> [Direction A]
Reproduce the part of the passage on media art and machine music between "The Strijp area" and "a separate post).", inclusive.

### Source passage ###

Apart from the retro media artists there wasn´t so much of interest at the festival, the exhibition was a mix of two trends in the media art scene: The commodification of media art on the one side: beautiful objects in perfect collector size, and the technology fascination on the other side.

The Strijp area contains more than the festival. It is the site of the former Philips research lab Natlab, in the art world probably best known for the creation of le poéme electronique, a collaboration between LeCorbusier, Varese and Xenakis for the World Expo in Brussels in 1958 (I will probably write a bit more about this in a separate post).

The old Natlab is now dead, but last fall Baltan laboratories emerged in another part of the Strijp complex, a media lab with a fantastic space and with interesting artists like Telcosystems and Geert Muul involved. I will give a presentation there in the end of may as part of their monthly public Natlab sessions.

Machine Music

Currently at Lydgalleriet in Bergen there is an exhibition by young british artist Felix Thorn.

Felix´s machines are music making sculptures, creating acoustic counterparts to electronic music. Check out the interview made in relation to his exhibition at Gasworks.

The installation of instruments reminded me of some very different projects, but the connection is the use of digital control systems to control mechanical instruments, so in principle they could be played with the same sequencer but producing very different results:

In 1998 I saw Matt Heckert´s Mechanical Sound Orchestra at the Ultima festival in Oslo. Heckert has background from Survival Research Laboratories and later moved to making music. In a statement about the Mechanical Sound Orchestra he writes about Machine sound: build machines that are playable, being remote controlled via a computer interface, and the performances consist only of sounds produced by the the machines in real time.

In contrast to Felix´s machines which takes up the corner of a room, Heckert´s gigantic instruments filled up a whole factory space. Here is a documentation I made from the performance in Oslo, called Flying at Sound.

###

> [Direction B]
List every line of the entries below that contains the word "adult".

### Excerpted data ###

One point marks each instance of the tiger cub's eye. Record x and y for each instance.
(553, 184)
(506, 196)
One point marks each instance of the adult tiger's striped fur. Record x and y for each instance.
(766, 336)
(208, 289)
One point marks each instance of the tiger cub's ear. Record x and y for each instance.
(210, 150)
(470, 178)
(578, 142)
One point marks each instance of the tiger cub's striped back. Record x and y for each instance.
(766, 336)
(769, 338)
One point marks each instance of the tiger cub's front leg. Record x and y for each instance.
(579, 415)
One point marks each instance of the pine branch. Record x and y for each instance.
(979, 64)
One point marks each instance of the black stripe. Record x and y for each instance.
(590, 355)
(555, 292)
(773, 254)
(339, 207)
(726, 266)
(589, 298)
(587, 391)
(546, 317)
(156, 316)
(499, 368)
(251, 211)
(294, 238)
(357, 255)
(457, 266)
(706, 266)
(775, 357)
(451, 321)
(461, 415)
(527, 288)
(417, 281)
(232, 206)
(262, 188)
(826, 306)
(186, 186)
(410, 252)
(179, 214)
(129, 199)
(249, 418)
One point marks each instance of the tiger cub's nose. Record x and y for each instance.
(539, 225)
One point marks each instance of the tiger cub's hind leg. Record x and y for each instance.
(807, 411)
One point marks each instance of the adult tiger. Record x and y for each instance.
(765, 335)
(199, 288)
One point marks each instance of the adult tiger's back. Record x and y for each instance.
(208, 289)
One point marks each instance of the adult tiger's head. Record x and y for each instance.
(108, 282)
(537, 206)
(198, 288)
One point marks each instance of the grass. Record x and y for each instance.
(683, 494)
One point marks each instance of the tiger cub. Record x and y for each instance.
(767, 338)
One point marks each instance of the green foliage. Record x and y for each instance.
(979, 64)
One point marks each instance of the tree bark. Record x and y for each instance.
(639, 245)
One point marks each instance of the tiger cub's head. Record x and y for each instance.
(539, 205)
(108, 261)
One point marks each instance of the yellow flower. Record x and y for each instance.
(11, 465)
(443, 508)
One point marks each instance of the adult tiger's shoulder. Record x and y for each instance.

###

> [Final answer A]
The Strijp area contains more than the festival. It is the site of the former Philips research lab Natlab, in the art world probably best known for the creation of le poéme electronique, a collaboration between LeCorbusier, Varese and Xenakis for the World Expo in Brussels in 1958 (I will probably write a bit more about this in a separate post).

> [Final answer B]
One point marks each instance of the adult tiger's striped fur. Record x and y for each instance.
One point marks each instance of the adult tiger. Record x and y for each instance.
One point marks each instance of the adult tiger's back. Record x and y for each instance.
One point marks each instance of the adult tiger's head. Record x and y for each instance.
One point marks each instance of the adult tiger's shoulder. Record x and y for each instance.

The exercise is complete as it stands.